___ Dataset content ___

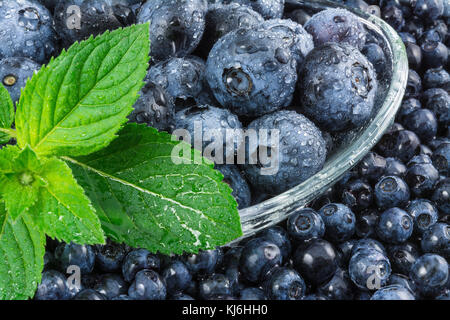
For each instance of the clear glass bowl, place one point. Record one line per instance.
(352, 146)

___
___ Dataset content ___

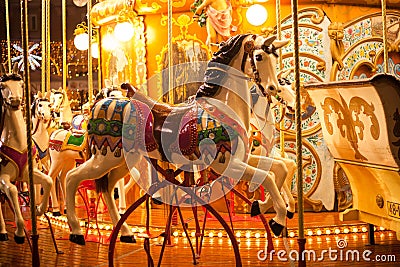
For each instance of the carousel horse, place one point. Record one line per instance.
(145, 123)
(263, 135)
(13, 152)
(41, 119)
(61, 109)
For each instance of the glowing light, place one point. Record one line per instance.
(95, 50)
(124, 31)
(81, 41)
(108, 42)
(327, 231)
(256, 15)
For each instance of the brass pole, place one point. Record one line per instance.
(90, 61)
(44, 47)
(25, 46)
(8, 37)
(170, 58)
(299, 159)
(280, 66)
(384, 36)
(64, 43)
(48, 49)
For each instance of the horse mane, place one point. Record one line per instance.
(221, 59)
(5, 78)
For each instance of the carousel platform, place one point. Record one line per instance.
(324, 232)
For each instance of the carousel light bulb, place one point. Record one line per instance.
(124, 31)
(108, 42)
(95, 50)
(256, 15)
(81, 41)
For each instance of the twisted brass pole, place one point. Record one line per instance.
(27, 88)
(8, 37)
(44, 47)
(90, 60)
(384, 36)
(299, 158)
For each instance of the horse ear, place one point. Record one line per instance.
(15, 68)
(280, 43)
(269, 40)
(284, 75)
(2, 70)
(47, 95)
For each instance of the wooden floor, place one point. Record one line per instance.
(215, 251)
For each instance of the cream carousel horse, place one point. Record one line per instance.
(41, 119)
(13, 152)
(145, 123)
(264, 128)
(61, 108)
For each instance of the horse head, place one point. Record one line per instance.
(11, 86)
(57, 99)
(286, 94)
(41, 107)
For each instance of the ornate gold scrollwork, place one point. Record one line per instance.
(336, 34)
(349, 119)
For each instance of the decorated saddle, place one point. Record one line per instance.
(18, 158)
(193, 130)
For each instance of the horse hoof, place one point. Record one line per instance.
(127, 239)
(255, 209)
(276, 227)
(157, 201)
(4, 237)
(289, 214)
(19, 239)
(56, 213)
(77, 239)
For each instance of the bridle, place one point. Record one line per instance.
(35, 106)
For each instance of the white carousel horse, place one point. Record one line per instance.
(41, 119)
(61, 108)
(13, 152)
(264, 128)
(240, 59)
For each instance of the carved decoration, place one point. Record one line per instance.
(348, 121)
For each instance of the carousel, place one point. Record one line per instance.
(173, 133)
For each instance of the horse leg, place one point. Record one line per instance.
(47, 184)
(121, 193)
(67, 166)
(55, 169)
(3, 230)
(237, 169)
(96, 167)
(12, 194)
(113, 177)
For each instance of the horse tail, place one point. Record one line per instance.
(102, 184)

___
___ Dataset content ___

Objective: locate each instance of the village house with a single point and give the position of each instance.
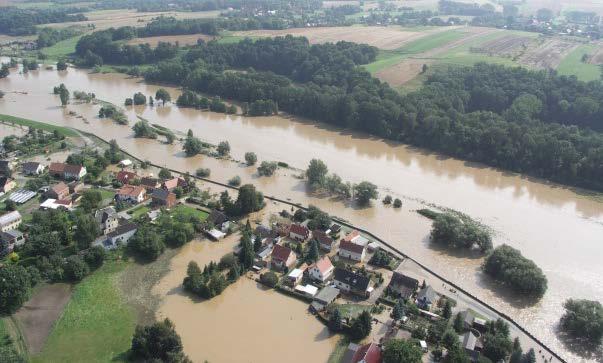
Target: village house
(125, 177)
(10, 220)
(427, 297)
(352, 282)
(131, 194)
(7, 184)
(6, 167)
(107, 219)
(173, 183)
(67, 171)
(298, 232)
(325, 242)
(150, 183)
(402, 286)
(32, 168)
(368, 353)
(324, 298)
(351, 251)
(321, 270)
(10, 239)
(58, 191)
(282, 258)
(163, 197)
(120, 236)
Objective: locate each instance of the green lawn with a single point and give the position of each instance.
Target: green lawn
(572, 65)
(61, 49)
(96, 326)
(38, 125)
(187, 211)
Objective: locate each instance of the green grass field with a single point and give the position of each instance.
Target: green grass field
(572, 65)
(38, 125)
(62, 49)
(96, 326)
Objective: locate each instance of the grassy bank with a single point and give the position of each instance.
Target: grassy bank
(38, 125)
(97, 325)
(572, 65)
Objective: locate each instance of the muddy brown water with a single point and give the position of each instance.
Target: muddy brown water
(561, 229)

___

→ What this task involves
Pull out every line of the records that contains the string "field". Case counts.

→ Response to this exercise
Objective: locate each instance of the green grass field with a single point and give the position of each instance.
Target: green grass field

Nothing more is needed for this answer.